[Start of Available data]

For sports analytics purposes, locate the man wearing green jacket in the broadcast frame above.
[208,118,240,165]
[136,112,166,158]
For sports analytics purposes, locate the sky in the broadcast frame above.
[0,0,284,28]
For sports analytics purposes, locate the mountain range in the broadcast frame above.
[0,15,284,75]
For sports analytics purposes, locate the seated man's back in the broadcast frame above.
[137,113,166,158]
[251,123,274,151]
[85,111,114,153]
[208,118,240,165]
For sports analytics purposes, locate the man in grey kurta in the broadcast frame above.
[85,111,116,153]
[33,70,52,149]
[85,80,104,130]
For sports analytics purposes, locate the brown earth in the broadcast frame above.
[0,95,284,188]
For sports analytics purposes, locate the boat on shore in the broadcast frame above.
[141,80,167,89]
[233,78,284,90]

[End of Available data]
[Start of Available data]

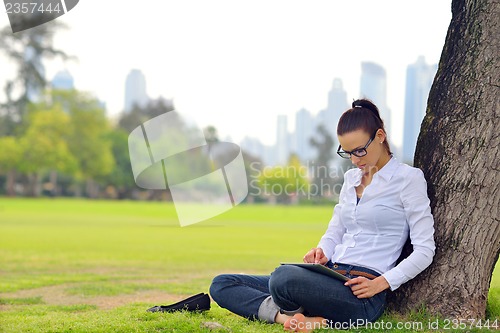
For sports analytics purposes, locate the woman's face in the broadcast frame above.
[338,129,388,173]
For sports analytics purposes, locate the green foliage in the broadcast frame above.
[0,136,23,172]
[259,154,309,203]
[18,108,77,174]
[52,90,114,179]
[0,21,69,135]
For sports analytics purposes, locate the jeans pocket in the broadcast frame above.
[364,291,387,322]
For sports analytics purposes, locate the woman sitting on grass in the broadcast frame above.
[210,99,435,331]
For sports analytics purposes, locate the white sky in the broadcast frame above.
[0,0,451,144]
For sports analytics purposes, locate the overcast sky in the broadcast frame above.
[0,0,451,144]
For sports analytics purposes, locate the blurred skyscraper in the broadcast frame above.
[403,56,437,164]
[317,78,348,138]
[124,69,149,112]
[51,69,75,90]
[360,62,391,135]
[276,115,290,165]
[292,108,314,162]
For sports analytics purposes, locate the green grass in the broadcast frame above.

[End of Available data]
[Start of Available data]

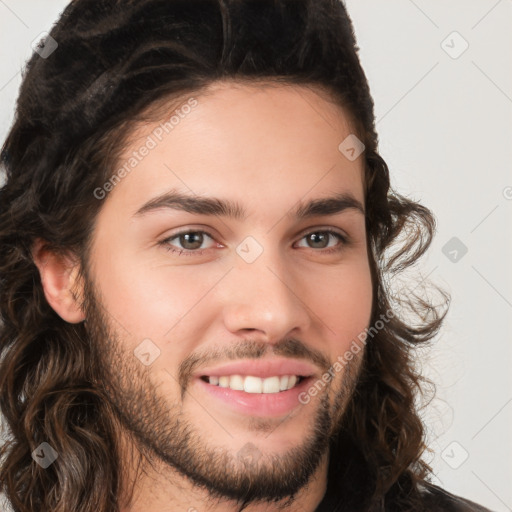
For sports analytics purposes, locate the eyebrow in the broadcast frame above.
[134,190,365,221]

[End of Available data]

● Task goal:
Reproduce the lines of the material above verbatim, from the line containing "For sports analytics purposes, locate the man in" through the line containing "[0,95,284,188]", including both of those lines.

● Reply:
For sports analytics purposes, locate the man in grey kurta in the broadcast frame above.
[85,111,116,153]
[33,70,52,149]
[85,80,104,130]
For sports analytics purposes, locate the brown earth in the broadcast frame above.
[0,95,284,188]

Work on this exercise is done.